◆ ЗАДАНИЯ ◆
1. Герой какого романа назван в тексте о государстве настоящим певцом государства?
2. Допишите текст о государстве, начав сразу после его последнего предложения.

Если иконописцы и художники пытались изобразить Бога в сводах Храма, пытались понять, как Божественное, то есть непередаваемое, нерукотворное и неизъяснимое переходит в тварный мир, в душу, в поступок, в историю, в события, а затем создавали целые эстетики, с помощью которых вырывали у непознаваемого крохотные фрагменты Бытия, поддающиеся описанию, то для меня и само Государство является проекцией Бога в мир, как и отдельно взятая душа, или тот или иной народ. Государство — это явление. Мой чувственный мир давно уже живет вокруг этой монады — Государства. Так случилось, что мне было дано жить в советском государстве. Если бы я жил в царской Империи, я описывал бы явление Императорской России. Я чувствовал бы потребность изобразить то государство — с Помазанником Божьим, с проекцией Бога в царство, в царя, в Государя Всея Руси… В институты, освященные православной традицией. Я жил среди другого государства — и мой интерес к нему постепенно превратился в любовь к нему. Это был постоянный объект моей работы. Я открывал в этом государстве огромные миры метафизические, вырабатывал свою эстетику. Это не значит, что я просто писал государство. Было множество людей, характеров. Были войны, которые вело государство, были разведоперации в глобальных масштабах, были человеческие драмы и трагедии, был штурм дворца Амина, и этот штурм осуществлялся не роботами, а людьми, которые гибли от пуль, переживали, страдали, сами убивали. Потом в государстве произошла трагедия 1991 года, я видел, как рушится государство, и мой герой романа “Последний солдат империи” — это настоящий певец государства.

◆ СОХРАНЁННЫЕ ДАННЫЕ ◆
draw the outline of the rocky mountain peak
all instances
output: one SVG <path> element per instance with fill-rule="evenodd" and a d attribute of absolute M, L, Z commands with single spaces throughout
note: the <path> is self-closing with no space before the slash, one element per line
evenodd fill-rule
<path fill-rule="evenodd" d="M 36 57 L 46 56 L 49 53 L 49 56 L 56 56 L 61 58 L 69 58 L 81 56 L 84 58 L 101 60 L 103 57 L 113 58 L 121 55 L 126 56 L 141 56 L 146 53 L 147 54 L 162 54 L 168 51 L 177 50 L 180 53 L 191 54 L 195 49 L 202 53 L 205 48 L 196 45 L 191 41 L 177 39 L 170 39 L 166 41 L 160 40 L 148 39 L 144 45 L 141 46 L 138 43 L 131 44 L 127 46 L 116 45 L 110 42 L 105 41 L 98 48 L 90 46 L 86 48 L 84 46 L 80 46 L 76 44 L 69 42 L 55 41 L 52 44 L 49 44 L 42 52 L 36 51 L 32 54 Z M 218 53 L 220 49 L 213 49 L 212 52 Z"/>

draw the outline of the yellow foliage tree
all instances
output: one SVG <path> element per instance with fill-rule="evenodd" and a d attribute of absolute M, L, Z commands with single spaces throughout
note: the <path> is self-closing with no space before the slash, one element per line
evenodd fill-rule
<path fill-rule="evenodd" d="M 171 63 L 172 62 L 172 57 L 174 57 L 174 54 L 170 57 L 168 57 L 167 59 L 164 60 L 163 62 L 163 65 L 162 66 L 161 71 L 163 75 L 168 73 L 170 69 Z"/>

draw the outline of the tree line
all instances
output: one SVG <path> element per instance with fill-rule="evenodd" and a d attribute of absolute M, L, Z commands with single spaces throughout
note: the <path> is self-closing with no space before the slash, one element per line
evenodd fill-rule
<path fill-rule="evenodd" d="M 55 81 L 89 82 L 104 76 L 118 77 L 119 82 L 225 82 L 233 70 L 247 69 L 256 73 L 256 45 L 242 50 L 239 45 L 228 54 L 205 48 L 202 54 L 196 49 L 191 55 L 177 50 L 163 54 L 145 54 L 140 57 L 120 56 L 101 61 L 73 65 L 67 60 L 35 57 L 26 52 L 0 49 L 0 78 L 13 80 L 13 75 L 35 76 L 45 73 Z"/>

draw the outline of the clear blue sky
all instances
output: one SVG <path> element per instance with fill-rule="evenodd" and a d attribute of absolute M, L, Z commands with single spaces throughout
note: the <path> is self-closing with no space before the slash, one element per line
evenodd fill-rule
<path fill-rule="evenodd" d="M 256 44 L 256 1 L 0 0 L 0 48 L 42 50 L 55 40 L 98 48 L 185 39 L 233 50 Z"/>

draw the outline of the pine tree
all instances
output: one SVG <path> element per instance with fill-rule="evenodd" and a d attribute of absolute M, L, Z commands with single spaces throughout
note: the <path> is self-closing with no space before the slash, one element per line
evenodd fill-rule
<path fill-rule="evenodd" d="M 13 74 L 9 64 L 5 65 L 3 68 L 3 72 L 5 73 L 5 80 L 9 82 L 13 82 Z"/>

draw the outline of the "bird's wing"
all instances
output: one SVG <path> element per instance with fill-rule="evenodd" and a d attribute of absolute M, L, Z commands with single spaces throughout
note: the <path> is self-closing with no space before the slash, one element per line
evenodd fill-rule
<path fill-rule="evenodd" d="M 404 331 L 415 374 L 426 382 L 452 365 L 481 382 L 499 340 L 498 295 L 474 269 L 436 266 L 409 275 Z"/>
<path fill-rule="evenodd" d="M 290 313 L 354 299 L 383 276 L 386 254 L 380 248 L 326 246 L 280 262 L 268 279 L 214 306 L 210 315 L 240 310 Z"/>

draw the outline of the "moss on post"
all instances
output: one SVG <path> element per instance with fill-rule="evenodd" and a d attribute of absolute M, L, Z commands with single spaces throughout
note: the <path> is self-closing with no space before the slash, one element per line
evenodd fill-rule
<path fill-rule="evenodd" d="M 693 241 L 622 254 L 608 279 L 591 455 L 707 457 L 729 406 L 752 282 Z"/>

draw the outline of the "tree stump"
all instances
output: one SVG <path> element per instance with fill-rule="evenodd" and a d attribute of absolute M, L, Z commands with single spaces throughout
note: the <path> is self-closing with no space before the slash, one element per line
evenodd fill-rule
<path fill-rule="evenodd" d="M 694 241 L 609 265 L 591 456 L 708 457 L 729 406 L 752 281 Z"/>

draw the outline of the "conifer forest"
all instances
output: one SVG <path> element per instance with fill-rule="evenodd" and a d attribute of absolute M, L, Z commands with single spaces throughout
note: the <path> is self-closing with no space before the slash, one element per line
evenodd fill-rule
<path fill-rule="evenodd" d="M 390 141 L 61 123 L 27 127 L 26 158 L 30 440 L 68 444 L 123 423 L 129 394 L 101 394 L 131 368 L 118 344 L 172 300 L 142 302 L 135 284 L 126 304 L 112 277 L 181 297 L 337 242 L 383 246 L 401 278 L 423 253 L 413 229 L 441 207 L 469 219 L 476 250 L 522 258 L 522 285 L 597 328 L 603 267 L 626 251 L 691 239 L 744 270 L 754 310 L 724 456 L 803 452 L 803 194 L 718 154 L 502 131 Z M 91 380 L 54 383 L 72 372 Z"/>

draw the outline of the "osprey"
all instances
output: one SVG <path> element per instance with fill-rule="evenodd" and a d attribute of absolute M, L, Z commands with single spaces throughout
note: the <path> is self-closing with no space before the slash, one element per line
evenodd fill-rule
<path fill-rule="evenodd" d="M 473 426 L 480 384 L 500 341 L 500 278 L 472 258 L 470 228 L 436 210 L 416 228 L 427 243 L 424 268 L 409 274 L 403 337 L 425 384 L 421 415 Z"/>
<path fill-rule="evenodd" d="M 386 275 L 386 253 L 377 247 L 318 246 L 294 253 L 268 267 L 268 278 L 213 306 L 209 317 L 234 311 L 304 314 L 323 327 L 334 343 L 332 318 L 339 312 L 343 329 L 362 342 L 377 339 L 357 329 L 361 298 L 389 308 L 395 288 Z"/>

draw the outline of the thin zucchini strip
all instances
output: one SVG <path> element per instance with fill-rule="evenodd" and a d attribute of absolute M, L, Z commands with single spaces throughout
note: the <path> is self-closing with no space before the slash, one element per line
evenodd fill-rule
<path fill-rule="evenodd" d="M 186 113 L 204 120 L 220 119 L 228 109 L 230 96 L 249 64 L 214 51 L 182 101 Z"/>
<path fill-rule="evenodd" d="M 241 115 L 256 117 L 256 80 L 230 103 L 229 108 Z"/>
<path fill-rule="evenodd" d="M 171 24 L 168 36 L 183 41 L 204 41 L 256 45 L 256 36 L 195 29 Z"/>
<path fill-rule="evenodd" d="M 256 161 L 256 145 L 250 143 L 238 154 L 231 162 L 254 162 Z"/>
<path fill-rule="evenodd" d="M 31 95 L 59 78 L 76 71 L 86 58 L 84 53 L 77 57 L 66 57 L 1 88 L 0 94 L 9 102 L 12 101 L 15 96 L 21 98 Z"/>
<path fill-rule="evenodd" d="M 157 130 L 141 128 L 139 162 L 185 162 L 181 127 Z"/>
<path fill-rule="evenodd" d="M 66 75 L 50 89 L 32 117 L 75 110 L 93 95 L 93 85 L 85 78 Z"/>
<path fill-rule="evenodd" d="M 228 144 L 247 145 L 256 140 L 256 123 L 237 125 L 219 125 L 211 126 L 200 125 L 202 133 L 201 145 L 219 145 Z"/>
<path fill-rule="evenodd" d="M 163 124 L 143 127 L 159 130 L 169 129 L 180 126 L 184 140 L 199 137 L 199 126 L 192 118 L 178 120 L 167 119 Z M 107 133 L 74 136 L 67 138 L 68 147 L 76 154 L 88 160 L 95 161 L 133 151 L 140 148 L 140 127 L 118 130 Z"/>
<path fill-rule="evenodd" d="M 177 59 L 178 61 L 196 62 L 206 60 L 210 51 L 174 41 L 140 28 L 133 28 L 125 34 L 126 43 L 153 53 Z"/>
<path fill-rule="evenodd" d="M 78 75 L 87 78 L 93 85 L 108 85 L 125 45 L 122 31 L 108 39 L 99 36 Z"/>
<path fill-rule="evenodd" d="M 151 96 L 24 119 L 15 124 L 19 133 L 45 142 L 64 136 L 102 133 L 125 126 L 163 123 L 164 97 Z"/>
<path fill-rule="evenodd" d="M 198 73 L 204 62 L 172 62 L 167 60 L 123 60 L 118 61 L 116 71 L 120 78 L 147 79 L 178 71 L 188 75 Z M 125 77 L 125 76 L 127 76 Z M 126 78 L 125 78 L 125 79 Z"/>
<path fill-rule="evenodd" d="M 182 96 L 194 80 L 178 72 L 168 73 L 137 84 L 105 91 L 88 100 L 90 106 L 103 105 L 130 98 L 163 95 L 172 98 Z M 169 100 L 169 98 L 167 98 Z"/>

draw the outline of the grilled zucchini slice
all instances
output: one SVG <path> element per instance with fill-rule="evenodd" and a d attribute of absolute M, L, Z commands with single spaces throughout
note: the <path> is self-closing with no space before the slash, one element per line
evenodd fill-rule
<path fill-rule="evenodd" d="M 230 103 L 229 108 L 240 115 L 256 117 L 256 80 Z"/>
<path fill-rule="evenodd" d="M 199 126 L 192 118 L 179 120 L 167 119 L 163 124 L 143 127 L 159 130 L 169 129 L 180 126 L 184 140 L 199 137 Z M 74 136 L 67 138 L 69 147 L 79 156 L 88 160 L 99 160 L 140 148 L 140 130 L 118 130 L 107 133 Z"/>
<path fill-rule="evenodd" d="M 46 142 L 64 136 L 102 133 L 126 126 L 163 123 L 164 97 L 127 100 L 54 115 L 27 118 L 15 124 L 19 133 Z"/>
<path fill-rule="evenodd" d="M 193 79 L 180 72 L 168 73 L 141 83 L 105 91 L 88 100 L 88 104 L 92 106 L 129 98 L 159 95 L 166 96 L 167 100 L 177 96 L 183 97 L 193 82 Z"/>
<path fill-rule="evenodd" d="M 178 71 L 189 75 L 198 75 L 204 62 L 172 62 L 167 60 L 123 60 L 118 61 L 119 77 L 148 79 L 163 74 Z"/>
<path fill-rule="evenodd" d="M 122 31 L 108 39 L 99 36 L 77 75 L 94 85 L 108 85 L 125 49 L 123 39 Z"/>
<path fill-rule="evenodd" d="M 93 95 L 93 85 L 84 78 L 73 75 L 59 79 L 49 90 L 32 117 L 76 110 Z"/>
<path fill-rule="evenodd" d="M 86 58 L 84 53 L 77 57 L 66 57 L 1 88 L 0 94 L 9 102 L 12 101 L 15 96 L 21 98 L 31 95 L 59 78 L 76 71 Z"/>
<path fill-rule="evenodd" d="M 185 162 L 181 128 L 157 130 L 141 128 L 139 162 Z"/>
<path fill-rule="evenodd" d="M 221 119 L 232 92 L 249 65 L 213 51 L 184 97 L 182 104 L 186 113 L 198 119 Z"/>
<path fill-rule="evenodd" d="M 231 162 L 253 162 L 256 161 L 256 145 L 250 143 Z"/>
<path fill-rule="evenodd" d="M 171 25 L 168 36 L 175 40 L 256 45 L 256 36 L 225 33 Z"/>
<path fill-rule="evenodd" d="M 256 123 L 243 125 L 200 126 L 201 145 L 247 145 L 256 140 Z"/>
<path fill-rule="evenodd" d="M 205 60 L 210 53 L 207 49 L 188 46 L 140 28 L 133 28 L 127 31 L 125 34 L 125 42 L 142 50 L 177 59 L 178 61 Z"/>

---

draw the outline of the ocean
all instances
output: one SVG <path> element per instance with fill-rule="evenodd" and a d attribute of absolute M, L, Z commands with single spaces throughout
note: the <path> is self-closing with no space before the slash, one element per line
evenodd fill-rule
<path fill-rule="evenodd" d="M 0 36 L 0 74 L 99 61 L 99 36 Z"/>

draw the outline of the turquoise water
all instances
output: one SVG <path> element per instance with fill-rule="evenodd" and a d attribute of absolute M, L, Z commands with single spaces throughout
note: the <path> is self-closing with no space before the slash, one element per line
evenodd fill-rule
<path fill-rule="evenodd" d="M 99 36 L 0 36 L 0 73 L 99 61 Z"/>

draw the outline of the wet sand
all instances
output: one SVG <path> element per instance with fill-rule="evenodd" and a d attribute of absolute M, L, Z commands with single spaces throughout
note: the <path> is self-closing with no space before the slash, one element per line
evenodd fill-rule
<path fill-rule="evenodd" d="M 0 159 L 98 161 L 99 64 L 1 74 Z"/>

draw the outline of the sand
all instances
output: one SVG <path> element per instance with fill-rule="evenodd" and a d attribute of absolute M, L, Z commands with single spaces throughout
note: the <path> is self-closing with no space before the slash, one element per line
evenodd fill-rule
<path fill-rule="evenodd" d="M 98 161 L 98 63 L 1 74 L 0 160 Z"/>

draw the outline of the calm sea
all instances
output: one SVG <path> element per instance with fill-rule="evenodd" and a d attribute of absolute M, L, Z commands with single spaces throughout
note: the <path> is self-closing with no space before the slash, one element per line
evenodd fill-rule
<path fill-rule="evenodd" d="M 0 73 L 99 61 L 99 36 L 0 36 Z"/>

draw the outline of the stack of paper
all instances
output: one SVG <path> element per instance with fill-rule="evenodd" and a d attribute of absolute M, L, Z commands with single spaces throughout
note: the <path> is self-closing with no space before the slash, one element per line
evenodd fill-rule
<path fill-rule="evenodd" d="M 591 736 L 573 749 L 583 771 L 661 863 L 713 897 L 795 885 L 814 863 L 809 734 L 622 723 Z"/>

◆ ОТВЕТЫ К ЗАДАНИЯМ ◆
1. Герой романа «Последний солдат империи».

2.
Мой последний роман “Краснокоричневый” посвящен трагедии Дома Советов, расстрелу в октябре 1993 года. Герой романа — не песчинка, подхваченная ветром истории, не Клим Самгин, не из “унесенных ветром”, а человек, сражающийся за свою Родину, за свою историю, за свой народ, за свою Державу. Это — знаток государства, один из его волхвов. Я ведь не считаю, что одиночество в искусстве — это трагедия для художника. Неужели скульптор, который высекает памятник из скалы, гигантский памятник из гигантской скалы, — чувствует себя одиноким? Перед ним горный хребет, а у него в руках лишь молоток и долото, и он всю жизнь рубит свой памятник. Пока хватает сил. Он не чувствует себя одиноким…
В.Б. Я помню, Александр Андреевич, еще в конце семидесятых годов в Доме медработника был твой вечер, и ты заявил, что твой любимый писатель — Владимир Набоков. Тогда это было суперсмелое выступление. Признаваться в любви к писателю-эмигранту мало кто решался… Но что это было: бравада молодого романтика, стремление козырнуть малознакомым именем, или ты на самом деле в ту пору многому учился у Набокова? Кого ты считаешь своими учителями? Для меня, например, видна с одной стороны — героико-романтическая имперская традиция, которую ты чисто идеологически подхватил у того же Киплинга и Николая Гумилева. Ты себя назвал последним солдатом империи, и это соответствет истине, но были и первые, и вторые в русской литературной традиции — тот же Бестужев-Марлинский, тот же Лермонтов… С другой стороны, прослеживается и тенденция одухотворения машины, воспевания мира техники. Ты сам уже восторгался бунинским “Господином из Сан-Франциско”. Ты не раз вспоминал Андрея Платонова и Евгения Замятина… Это два русских классика ХХ века, которые с разным успехом пытались примирить человека и машину, очеловечить технику, описать единую и гармоничную ноосферу. Ты продолжаешь и эту литературную традицию. Согласен ли ты с таким определением твоего творчества? Кто близок тебе в русской и мировой культуре?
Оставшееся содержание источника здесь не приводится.